═════ Data shown

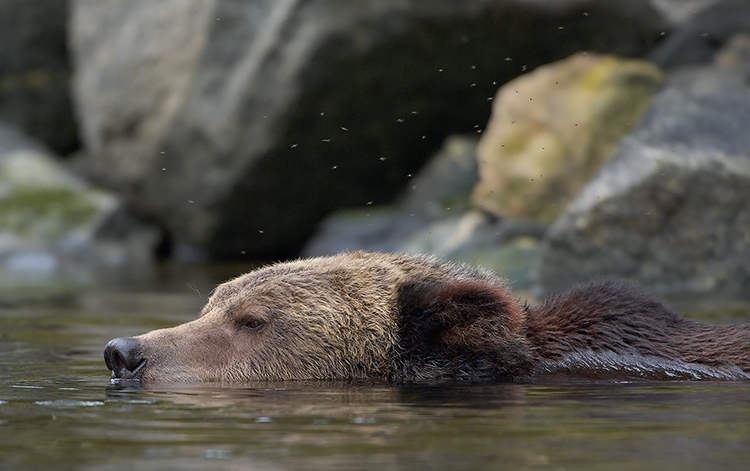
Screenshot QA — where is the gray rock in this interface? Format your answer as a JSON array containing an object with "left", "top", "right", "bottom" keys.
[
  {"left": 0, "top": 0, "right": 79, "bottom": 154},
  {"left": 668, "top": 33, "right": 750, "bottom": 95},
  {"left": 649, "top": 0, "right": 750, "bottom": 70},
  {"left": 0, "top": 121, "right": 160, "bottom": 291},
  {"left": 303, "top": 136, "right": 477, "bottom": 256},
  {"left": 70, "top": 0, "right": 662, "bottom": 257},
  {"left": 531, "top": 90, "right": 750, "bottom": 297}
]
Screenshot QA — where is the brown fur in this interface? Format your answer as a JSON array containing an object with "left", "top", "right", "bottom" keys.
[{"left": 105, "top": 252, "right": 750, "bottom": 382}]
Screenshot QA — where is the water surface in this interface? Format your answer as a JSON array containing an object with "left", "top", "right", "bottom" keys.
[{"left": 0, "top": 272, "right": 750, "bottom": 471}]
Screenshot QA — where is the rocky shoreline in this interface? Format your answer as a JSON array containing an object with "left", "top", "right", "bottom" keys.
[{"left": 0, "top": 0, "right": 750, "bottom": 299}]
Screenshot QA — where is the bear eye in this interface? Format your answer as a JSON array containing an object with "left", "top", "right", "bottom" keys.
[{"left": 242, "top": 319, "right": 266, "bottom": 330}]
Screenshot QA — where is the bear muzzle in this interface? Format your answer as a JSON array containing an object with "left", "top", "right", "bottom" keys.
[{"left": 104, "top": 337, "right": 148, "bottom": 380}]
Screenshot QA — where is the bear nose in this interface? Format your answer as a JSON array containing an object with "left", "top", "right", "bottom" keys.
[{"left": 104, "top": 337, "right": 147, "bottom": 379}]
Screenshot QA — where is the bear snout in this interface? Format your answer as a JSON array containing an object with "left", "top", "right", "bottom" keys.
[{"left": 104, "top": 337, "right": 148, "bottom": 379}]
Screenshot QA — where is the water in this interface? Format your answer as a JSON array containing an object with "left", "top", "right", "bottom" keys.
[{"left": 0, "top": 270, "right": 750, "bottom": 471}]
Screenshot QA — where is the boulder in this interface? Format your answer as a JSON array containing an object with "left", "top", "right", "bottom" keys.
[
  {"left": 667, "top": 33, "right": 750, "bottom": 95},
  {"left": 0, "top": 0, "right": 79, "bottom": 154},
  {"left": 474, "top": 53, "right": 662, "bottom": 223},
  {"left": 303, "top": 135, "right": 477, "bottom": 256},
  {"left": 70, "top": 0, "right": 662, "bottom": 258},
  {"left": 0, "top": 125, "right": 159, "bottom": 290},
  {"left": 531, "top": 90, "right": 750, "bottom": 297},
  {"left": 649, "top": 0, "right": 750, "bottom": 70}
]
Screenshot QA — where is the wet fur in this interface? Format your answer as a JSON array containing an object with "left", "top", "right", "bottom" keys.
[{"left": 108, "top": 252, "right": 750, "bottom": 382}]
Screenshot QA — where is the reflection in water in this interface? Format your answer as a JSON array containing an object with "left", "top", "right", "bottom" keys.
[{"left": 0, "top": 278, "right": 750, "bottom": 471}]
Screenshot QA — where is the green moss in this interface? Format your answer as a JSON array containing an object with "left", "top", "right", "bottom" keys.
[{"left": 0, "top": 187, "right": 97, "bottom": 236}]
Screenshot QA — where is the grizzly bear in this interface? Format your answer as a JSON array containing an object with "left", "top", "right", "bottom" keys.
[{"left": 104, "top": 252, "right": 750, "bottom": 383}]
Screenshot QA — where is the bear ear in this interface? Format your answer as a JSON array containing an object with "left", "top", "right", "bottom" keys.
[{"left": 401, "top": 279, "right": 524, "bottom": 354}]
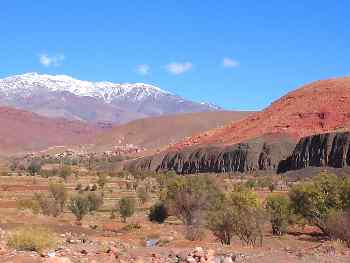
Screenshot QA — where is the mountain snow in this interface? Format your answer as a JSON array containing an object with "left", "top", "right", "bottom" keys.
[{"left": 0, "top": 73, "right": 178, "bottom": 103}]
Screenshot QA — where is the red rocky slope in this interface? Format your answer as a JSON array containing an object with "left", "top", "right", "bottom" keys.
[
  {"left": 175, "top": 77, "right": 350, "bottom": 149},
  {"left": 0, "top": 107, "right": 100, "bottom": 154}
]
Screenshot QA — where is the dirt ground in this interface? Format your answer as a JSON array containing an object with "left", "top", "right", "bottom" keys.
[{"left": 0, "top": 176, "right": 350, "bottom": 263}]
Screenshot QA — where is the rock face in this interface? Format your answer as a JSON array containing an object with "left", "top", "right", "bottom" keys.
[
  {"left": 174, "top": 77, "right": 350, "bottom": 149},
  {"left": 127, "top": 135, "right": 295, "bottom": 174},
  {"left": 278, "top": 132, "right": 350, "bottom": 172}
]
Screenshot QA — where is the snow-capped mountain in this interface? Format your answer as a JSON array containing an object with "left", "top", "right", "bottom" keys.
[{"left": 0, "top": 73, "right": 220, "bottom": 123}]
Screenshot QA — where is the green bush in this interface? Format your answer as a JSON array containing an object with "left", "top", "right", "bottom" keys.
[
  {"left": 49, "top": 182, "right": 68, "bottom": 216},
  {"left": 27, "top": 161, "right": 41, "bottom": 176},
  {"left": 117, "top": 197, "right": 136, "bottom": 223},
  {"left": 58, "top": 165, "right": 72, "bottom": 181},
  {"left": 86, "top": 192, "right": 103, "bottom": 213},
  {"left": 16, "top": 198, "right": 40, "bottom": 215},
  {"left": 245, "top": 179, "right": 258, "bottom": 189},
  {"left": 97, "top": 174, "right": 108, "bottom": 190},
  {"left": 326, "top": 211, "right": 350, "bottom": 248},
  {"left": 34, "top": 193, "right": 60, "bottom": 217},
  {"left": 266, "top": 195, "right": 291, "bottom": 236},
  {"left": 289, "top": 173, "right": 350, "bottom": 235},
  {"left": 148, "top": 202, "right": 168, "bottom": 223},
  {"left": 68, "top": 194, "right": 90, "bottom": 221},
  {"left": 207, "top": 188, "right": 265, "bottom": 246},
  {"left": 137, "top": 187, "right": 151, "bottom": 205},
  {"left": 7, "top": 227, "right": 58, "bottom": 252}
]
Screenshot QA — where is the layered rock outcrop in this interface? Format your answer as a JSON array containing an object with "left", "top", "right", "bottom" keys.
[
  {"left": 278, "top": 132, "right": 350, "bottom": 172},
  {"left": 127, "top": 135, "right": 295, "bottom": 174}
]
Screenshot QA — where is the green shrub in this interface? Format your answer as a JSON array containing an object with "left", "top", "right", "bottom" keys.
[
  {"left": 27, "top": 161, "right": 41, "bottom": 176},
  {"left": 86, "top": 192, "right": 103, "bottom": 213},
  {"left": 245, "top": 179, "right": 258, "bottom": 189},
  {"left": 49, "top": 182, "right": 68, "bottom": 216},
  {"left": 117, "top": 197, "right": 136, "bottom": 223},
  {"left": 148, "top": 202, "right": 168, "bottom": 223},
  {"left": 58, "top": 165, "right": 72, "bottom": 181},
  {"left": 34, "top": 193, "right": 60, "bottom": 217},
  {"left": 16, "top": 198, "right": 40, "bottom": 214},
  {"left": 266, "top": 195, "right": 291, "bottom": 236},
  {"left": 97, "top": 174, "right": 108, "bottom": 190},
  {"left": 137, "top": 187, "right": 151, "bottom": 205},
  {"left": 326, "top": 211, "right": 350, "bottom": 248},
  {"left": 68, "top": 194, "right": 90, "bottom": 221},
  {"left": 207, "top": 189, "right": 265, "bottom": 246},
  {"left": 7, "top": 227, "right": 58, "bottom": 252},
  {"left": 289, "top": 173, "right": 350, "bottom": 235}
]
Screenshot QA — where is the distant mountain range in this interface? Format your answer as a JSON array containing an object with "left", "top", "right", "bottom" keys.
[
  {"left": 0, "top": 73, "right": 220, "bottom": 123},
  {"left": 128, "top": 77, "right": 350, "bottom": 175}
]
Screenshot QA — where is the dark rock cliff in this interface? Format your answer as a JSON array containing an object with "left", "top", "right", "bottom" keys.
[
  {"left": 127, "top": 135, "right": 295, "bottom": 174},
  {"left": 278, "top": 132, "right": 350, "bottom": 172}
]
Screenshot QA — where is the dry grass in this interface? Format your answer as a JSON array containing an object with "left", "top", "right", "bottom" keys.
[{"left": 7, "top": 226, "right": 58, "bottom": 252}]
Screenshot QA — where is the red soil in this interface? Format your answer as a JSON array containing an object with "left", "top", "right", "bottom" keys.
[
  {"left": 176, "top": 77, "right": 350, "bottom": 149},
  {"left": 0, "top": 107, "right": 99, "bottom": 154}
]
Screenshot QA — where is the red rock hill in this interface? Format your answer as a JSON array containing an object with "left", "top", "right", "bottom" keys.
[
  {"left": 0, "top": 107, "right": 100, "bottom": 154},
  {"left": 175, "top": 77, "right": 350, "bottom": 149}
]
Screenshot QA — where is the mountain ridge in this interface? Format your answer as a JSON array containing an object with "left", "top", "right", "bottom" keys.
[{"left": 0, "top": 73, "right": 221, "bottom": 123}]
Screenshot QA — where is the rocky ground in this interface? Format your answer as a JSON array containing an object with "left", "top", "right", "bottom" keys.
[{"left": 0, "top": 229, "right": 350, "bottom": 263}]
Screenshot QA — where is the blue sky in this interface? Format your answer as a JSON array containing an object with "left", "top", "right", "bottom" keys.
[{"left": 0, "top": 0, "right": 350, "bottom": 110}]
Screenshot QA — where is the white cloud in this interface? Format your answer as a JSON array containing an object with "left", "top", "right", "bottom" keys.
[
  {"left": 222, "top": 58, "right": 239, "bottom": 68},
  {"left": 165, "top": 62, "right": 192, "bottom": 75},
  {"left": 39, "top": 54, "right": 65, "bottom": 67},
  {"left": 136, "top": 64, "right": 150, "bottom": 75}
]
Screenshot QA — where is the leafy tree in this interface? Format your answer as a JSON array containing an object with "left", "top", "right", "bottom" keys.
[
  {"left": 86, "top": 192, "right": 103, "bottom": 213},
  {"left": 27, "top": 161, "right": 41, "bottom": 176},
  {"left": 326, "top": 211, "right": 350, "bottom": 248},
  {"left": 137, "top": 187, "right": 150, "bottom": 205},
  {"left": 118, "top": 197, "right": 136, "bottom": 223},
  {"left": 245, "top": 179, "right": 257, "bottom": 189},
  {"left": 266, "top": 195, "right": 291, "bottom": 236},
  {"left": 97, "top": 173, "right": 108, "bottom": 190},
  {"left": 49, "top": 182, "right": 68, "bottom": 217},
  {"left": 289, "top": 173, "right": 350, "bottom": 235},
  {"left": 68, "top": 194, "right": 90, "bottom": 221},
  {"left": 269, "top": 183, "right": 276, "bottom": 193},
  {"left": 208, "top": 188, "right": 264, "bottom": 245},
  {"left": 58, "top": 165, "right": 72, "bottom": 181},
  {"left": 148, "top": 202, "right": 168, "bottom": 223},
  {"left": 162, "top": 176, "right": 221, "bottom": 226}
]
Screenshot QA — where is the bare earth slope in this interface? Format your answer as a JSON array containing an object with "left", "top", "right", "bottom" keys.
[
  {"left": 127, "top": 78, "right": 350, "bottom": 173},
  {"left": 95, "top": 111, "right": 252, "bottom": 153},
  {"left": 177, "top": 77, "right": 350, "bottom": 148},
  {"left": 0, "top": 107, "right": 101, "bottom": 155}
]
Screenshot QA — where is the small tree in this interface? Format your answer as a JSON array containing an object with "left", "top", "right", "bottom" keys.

══════════

Problem | Give again, word for word, every line from the one holding "Screenshot QA — where is the bare" to the end of the data.

Solution |
Screenshot QA — where is the bare earth slope in this interface? Format your answer as a JSON array containing an object with "left", "top", "right", "bottom" keys.
[
  {"left": 127, "top": 78, "right": 350, "bottom": 173},
  {"left": 95, "top": 111, "right": 252, "bottom": 153},
  {"left": 177, "top": 77, "right": 350, "bottom": 148},
  {"left": 0, "top": 107, "right": 101, "bottom": 155}
]
Screenshot QA — where is the small tree in this interface? Format your answer as a JSON array containing an object with "left", "top", "right", "bottom" keys.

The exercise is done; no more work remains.